▶ _AVAILABLE RECORDS_:
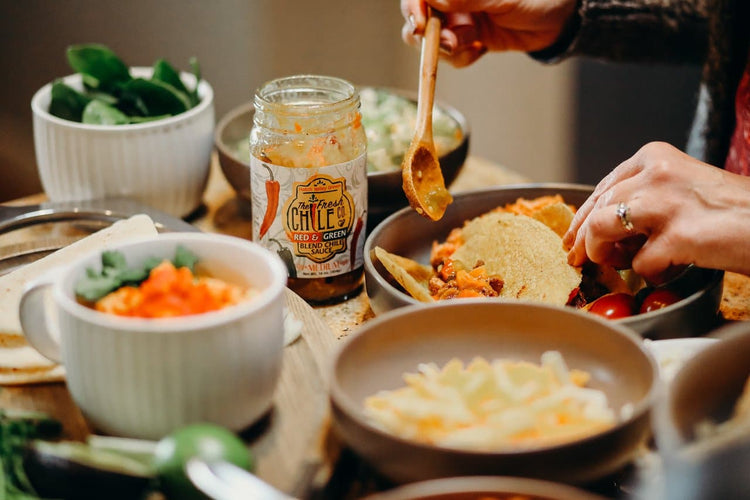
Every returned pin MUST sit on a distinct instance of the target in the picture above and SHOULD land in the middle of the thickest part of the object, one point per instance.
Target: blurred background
(572, 121)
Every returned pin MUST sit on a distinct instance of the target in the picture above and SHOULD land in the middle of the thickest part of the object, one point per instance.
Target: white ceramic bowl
(163, 163)
(143, 378)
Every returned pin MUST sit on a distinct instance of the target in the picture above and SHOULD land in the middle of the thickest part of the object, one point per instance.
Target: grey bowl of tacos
(505, 243)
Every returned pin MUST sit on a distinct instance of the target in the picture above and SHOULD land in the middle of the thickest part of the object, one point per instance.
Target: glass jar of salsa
(308, 173)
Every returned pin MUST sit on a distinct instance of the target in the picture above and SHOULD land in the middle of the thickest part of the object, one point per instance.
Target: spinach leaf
(100, 66)
(164, 72)
(121, 99)
(152, 98)
(67, 103)
(99, 113)
(144, 119)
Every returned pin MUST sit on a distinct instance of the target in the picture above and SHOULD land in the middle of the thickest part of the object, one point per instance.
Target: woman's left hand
(663, 209)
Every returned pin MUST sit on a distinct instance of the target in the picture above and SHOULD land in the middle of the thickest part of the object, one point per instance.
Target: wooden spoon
(423, 181)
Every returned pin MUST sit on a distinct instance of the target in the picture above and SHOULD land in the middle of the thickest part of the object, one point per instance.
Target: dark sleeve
(674, 31)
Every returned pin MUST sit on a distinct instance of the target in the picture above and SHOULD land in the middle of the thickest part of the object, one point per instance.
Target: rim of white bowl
(179, 324)
(43, 95)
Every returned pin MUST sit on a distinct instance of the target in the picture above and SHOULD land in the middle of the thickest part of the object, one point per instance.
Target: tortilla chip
(557, 217)
(527, 255)
(411, 275)
(26, 376)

▶ _REQUIRED WORK_: Repeat the records in full and exactly, leaving every picture out.

▶ _EXERCISE RESULT_:
Every returned pin MUST sit on a distinct instance of the target in the picture above and SHOULD land in the middle of the thickest part of the object, one point per instance.
Target: blurred background
(572, 121)
Every returned pin MUST sit on a distinct instance of the target in the picture above and SHOULD land in the middle of the thickest part of the object, one point per instance.
Target: white ceramic bowl
(163, 163)
(143, 378)
Every returned pin MUST sit on a distinct instance of the target in the picture above and SHOULD land in the middle of the thickest part of the object, one point per instance.
Target: grey bowl of tacos
(505, 243)
Every returned pin MUST sit on a distinct instance of the target in the picture above and SHOULD land in the middle of the thickest part of the object, one point per instance.
Target: glass jar of salsa
(308, 173)
Every returned pin MUST sit on a distinct instance of the target in the picture above and SHOULD land in the middle of the thickest part of the object, one point per instance.
Target: spinach leaf
(100, 66)
(164, 72)
(121, 99)
(152, 98)
(67, 103)
(99, 113)
(144, 119)
Every returned pin MUST sit on a distinct instance of the target in the picture above and SHOULD land in the middle of the thickest part of the object, one point per instance.
Target: woman's left hand
(663, 209)
Every returned pin MUST sit on a distinct instance of the target in the picture above and SHOULD land in the middle of the thickest part of the object, one point per instance.
Target: wooden spoon
(423, 181)
Every returned pin MUST sit on a distinct instance of the target in the picture above and SHOULD land in the middle of the thickest part of the object, one point per instance.
Target: dark sleeve
(674, 31)
Every returned pin MUST sit on a distinct instance of the target in the picture above and SHOULD land in the middle of the thickest part of the object, one point per instance.
Target: rim of white bowl
(179, 324)
(43, 95)
Every returned pin MUST sit on a distinct instance of the target in the picture above and SHOULD land in the middle of the thickest part of the object, one point per instance.
Target: tortilla chip
(557, 217)
(527, 255)
(411, 275)
(26, 376)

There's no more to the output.